::: Material for this exercise :::

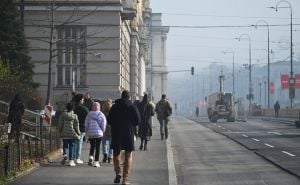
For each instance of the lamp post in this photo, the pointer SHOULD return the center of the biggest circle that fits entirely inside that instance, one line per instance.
(266, 23)
(265, 93)
(259, 93)
(291, 80)
(233, 78)
(250, 68)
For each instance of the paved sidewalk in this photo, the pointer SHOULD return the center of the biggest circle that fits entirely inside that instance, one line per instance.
(149, 167)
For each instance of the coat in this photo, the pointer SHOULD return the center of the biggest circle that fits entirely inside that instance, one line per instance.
(68, 125)
(146, 111)
(123, 118)
(81, 112)
(163, 109)
(95, 124)
(105, 109)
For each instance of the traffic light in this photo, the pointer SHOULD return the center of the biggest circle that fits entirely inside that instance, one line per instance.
(192, 70)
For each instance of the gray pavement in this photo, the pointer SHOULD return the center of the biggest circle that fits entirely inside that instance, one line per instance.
(149, 167)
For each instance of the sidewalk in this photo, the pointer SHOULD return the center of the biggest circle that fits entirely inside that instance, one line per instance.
(149, 167)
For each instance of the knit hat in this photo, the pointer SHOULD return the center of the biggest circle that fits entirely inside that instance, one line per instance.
(96, 106)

:::

Written instruction: In every record above, change each "instance" to "occurrence" and write out all the lines again with nothing else altered. Leave the pictures out of your answer.

Reply:
For each occurrence of the lamp post in this photo, the pointer SHOULD return the center of the biggest circle that fits entirely inside that occurrence, one line per occurrence.
(266, 23)
(265, 93)
(259, 93)
(291, 80)
(233, 78)
(250, 68)
For each occurrence of the paved sidewalk in this photo, the pointer SHOULD return the center of the biggest circle that fits entirely inside that occurrence, one line per occurrence.
(149, 167)
For each occurrence of the coat in this photo, the pointer SHOULD return the center of the biggest circle that fits entirely inside that occurrence, one line per occurrence.
(68, 125)
(146, 111)
(123, 118)
(81, 112)
(163, 109)
(95, 124)
(105, 109)
For each occurrence of the traffic light in this photo, the pointer SHOULD return the center of the biggest circle that fits entirely inside that occurrence, one line per occurrence.
(192, 70)
For each occurrence of the gray pavement in this photo, the pointer SHOULD return the center of the biggest circle that fits entirely inside that occurrence, one line per occurrence.
(149, 167)
For each occurrence of the sidewalk in this photo, the pointer SHOULD return the center of the biggest circle that fits entirely inside that occurrence, one line per occurrence.
(149, 167)
For each occurrence of the knit hat in this photo, the pointer SHOULD return the center of the biggest circle that fits entirely inside that occurrence, one line per occurrence.
(96, 106)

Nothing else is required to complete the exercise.